> _SOURCE EXCERPT_:

━━━━━━━━━━━━━━━━━━━━━━━━━━━━━━

Capitalism Crushes Democracy, Pt I

Private profit over public welfare is the core principle of capitalism. This enables big corporations to increase their power and exploit our donor-dominated political system. Democracy’s principle of  all socioeconomic strata being served by elected representatives has been replaced by the profit-maximizing goals of big corporate donors, such that plutocracy is clearly our form of government, not democracy.

In 2010 the conservative Supreme Court strengthened capitalism’s control of government with 2 major rulings. The first,  Citizens United v. Federal Election Commission,  January 21, ruled (5–4) that laws that prevented  corporations and unions from using their general treasury funds for independent “electioneering communications” (political advertising) violated the First Amendment’s guarantee of freedom of speech. The Court invalidated Section 203 of the federal Bipartisan Campaign Reform Act of 2002 (BCRA)—also known as the McCain-Feingold Act—as well as Section 441(b) of the Federal Election Campaign Act  of 1971 (FECA), which the BCRA had amended. 

The July  SpeechNow.org v. Federal Election Commission ruling created Super Pacs, which are independent expenditure-only committees, and can raise unlimited sums of money from corporations, unions, associations and individuals, then spend unlimited sums to overtly advocate for or against political candidates. The attacks ads flooding cable TV during campaign seasons are funded by Super Pacs and feature partisan-based personal smears against the opposing candidate.

These recent assaults on democracy are consistent with the long American tradition of aristocracy over democracy. Wealthy land-owning aristocrats were deemed the proper representatives in the American republic.  In Federalist Paper No. 10, James Madison wrote, “Measures are too often decided, not according to the rules of justice and the rights of the minor party, but by the superior force of an interested and overbearing majority.” Madison noted the prevalence of the landed class, aristocracy, of his time. He worried what would happen if elections were open to all classes of people, as peasants outnumbered landowners, whose property would then become insecure. Madison stated the government should be constituted to protect the minority of the opulent against the majority, i.e., peasantry.

━━━━━━━━━━━━━━━━━━━━━━━━━━━━━━

> _DATA_:
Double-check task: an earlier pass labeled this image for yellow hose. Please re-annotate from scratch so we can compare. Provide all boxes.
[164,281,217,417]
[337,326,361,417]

━━━━━━━━━━━━━━━━━━━━━━━━━━━━━━

> _DIRECTIVE 1_:
Do these statements agree with the essay on capitalism and democracy? (a) The Citizens United decision was a 5–4 ruling. (b) Super Pacs may spend unlimited sums to advocate for or against political candidates. (c) The essay says landowners outnumbered peasants in Madison's time. For each, answer yes or no and quote the words of the essay that settle it.
> _DIRECTIVE 2_:
According to the essay on capitalism and democracy, which section of the Federal Election Campaign Act of 1971 did the Court invalidate?
> _DIRECTIVE 3_:
Carry the essay on capitalism and democracy forward from its last sentence.

> _EXERCISE OUTPUT 1_:
(a) Yes: "ruled (5–4)"
(b) Yes: "spend unlimited sums to overtly advocate for or against political candidates"
(c) No: "peasants outnumbered landowners"

> _EXERCISE OUTPUT 2_:
Section 441(b).

> _EXERCISE OUTPUT 3_:
The United States evolved from its agrarian aristocratic republic into a capitalist behemoth-state.  U.S. Treasury Secretary Andrew Mellon, 1921-1932, stated the capitalist agenda when confronted with The Great Depression. He urged President Hoover to refrain from using the government to intervene in the depression. Mellon believed that economic recessions, such as those that had occurred in 1873 and 1907, were a necessary part of the business cycle because they purged the economy. In his memoirs, Hoover wrote that Mellon advised him to “liquidate labor, liquidate stocks, liquidate the farmers, liquidate real estate. Purge the rottenness out of the system. High costs of living and high living will come down. … enterprising people will pick up the wrecks from less competent people.”

But the capitalist-control of the government was finally countered by President Franklin Roosevelt’s New Deal policies with new regulatory agencies and programs to help the non-wealthy get jobs and government assistance. From 1933 to 1973 the GDP of the United States grew 600%, 4.88% annually.  This era marked the closest approximation by our government to a democracy, having been clearly a plutocracy before. By contrast, the GDP growth of 1973 to 2016 was 202%, 2.88% annually. The postwar boom had wages increase 4.5% annually 1948-1966, then 3% annually 1966-1979. Since the early 1970’s wages have stagnated, and are “essentially at 1974 levels” despite the fact that U.S. GDP grew from $5.66 trillion to $18.05 trillion in the same period. Wealth in capitalist state flows upward, not downward.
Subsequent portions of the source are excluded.